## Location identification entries
☆ ☆ ☆ ☆ ☆ ☆ ☆
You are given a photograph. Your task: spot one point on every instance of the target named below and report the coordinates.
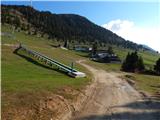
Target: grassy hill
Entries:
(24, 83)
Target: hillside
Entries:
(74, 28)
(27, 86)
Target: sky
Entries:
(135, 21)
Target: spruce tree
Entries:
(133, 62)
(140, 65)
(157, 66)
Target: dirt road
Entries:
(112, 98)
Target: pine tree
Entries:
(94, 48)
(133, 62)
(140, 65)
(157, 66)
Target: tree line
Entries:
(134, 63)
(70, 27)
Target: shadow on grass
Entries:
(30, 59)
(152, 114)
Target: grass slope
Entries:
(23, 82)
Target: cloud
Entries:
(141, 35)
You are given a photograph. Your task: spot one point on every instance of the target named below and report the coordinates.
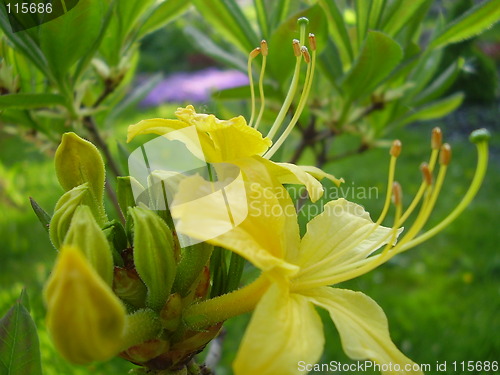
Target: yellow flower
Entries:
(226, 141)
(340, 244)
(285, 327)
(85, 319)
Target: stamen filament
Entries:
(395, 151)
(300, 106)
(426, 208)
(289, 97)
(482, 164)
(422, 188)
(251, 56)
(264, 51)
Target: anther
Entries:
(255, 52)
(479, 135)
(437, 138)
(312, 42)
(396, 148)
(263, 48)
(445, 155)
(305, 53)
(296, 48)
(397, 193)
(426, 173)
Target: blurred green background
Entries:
☆ ☆ ☆ ☆ ☆ ☆ ☆
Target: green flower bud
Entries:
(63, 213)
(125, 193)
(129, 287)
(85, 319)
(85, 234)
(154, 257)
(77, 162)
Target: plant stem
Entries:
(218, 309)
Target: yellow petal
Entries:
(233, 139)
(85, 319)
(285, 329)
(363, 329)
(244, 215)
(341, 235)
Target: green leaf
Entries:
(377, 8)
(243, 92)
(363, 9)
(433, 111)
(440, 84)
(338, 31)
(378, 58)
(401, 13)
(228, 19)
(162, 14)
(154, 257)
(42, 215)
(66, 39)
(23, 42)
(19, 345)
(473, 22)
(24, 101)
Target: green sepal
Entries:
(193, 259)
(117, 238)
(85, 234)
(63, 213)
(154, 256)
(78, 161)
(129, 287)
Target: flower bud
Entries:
☆ ☆ ☆ ☆ ☆ ☆ ☆
Locate each line in the listing above that contains the string "green" and copy those lines out. Case matters when matching.

Target: blurred green background
Target: green flower bud
Target: green leaf
Target: green sepal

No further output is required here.